BEGIN PROVIDED MATERIAL

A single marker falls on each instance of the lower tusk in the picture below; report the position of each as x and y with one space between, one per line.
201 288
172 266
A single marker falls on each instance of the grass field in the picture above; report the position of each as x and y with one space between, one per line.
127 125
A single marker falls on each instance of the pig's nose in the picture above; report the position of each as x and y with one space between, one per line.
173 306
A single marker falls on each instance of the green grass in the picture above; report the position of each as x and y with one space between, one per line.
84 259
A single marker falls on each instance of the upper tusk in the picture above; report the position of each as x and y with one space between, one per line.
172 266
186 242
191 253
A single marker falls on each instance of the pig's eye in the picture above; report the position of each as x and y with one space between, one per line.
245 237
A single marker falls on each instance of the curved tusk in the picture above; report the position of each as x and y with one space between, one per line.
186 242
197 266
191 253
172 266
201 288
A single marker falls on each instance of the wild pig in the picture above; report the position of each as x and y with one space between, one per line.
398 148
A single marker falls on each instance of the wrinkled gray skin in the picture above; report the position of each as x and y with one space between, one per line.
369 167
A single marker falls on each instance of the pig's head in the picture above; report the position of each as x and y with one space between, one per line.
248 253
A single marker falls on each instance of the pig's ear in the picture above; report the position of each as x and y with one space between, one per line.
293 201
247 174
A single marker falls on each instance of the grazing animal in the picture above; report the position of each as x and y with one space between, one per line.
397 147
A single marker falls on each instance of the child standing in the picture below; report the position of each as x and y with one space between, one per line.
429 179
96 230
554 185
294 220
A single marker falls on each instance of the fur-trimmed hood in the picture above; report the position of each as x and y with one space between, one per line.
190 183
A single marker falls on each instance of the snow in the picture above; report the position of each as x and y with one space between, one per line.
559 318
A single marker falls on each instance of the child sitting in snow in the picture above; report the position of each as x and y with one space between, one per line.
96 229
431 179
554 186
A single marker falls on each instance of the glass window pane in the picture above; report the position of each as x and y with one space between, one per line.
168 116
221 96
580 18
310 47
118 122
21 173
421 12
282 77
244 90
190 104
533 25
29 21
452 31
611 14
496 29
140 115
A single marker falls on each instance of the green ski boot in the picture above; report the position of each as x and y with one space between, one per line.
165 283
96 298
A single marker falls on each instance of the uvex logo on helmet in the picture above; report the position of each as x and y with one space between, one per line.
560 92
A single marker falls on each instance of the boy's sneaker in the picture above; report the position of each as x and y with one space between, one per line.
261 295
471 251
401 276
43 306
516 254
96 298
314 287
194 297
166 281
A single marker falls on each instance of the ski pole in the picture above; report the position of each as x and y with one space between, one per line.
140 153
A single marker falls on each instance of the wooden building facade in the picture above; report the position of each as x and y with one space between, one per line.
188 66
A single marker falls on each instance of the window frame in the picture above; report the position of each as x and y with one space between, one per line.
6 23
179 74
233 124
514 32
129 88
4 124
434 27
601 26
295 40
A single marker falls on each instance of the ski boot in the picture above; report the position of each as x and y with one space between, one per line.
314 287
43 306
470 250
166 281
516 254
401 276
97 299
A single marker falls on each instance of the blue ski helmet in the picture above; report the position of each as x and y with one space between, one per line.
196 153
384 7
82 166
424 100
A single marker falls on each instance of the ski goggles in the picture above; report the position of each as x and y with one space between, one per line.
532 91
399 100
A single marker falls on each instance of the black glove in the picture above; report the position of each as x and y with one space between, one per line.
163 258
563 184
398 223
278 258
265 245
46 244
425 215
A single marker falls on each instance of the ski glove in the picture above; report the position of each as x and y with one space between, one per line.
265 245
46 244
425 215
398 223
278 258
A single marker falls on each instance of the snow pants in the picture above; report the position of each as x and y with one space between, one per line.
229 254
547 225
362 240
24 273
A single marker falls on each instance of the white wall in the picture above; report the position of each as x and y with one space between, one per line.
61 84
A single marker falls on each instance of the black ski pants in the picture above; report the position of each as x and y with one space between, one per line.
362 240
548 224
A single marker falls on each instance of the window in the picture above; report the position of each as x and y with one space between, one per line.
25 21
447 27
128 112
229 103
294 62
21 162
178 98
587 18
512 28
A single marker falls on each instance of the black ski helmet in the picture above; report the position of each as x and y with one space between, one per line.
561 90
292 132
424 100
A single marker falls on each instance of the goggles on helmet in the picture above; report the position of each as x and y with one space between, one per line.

END PROVIDED MATERIAL

### [SHORT EXERCISE]
Word for word, restate all of the data shown above.

### [WRITTEN ANSWER]
A single marker falls on each instance of the lower tusk in the picture below; report the position of each as x and y with one space between, one per line.
201 288
172 266
A single marker falls on each instance of the grass field in the picture above; report the position of each as x and y with one space between, one per line.
127 125
A single marker falls on each instance of the pig's nose in the picture above; report the position of each as x and y with one space between, one per line.
173 306
A single marker falls on each instance of the green grass in the picture above; report the position of each as x and y with one space between, one per line.
84 259
A single marker falls on each instance of the upper tusk in the picture above; report the position of each as x and y with one space between, one per line.
172 266
186 242
191 253
A single marker falls on each instance of the pig's eye in the picture above; report the position of each as x and y with one space between, one per line.
245 237
A single marker falls on each instance of the curved tusk in the picture above; report the position of each as x and y with one space between, one per line.
186 242
197 266
191 253
172 266
201 288
A single marker falls on each instance of the wild pig in the picture above; report the position of each as x and y with one space between, one per line.
398 148
A single marker falls on each instance of the wrinkled gray skin in the picture above; report the position of each as x and y with one space between, one per line.
369 167
A single marker falls on each instance of the pig's head in the picture above; report the position of each as x and y with one space between, one per line.
248 253
A single marker falls on each instance of the pig's ear in the picture above; report the position of each as x and y with one space between, one per line.
293 201
247 174
A single marker falls on each instance of the grazing animal in the picture above; report the position of each as x and y with one space between, one per line.
397 147
A single marker falls on each instance of the child standing in the picture below; report the position of each as x and y with one space between, one per line.
429 179
96 230
554 185
294 220
A single marker falls on each instance of the fur-trimmed hood in the picture above; report the position of each as x and y with one space between, one per line.
190 183
A single marker falls on each instance of the snow in the picture above; report the position of each as x and y with one space between, one per line.
559 318
A single marker falls on each instance of the child sitting in snow in the picture above; report the position of each as x and y with one space between, one per line.
96 229
431 179
554 186
A single marker falls on each instance of the glass window pane in the picture above; report the position of each as x and y with one space between, one per line.
168 116
221 96
580 18
310 47
118 122
21 173
421 12
282 77
244 90
190 104
533 25
29 21
452 31
611 14
496 29
140 115
A single marker falls on each instance of the green ski boot in the picture above; report the position of each as x and y with one space between, one per line.
165 283
96 298
A single marker falls on each instance of the uvex logo on helmet in the picture above; report the position of each as x and y with one space between, one per line.
560 92
A single marker falls on each instance of the boy's sneaker in the picture above; report the position of each as x and y with one space between, one per line.
261 295
471 251
401 276
43 306
516 254
96 298
314 287
194 297
166 281
A single marker falls on each instance of the ski pole in the picture above; report the position of each as x and y with one space between, one per line.
140 153
A single marker falls on each instance of the wooden building facade in the picture above; report the position of each as x and y with one space between, one per line.
188 66
A single marker falls on each instance of the window frame in the picture above; report the position of each as x and y with one space between, one per line.
6 23
179 74
233 124
514 32
129 88
4 124
434 27
601 26
295 40
A single marker falls on each instance of the ski boot in the picture above; report the position of each as x and y with one space between, one per line.
314 287
43 306
470 250
166 281
516 254
401 276
97 299
A single marker falls on each instance of the blue ski helmet in the picture above; report the position of each as x and y with one space between, one per line.
196 153
384 7
82 166
424 100
A single marker falls on each instance of the ski goggles in the picture above; report the position of each as x and y with one space between, one per line.
532 91
399 100
A single marker falls on each instance of the black glove in the picture above; report the position of each as x and y with one space between, one per line.
163 258
563 184
398 223
278 258
265 245
46 244
425 215
A single marker falls on each instance of the ski glove in the picture above; report the position of each as x and y with one space between, one per line.
265 245
46 244
425 215
398 223
278 258
A single marker falls on each instance of the snow pants in the picture above; report the position of each as x and y with one space between, one per line.
229 254
547 225
362 240
24 273
A single marker falls on each instance of the white wall in the picture above; report the position of each as x and y with one space between, one per line.
61 84
A single marker falls on each instance of the black ski pants in the picture above; report the position of each as x and y with one space between, one per line.
362 240
548 224
A single marker falls on each instance of the window in the picture above; report the position of each as x and y with one space between, one per line.
25 21
447 27
128 112
229 103
294 62
21 162
178 98
587 18
512 28
A single marker falls on each instance of the black ski helmet in the picture above; report the position of each as x and y with one space between, one per line.
561 90
292 132
424 100
A single marker falls on each instance of the goggles on helmet in the picture above; report the position of each as x and y with one space between, one per line.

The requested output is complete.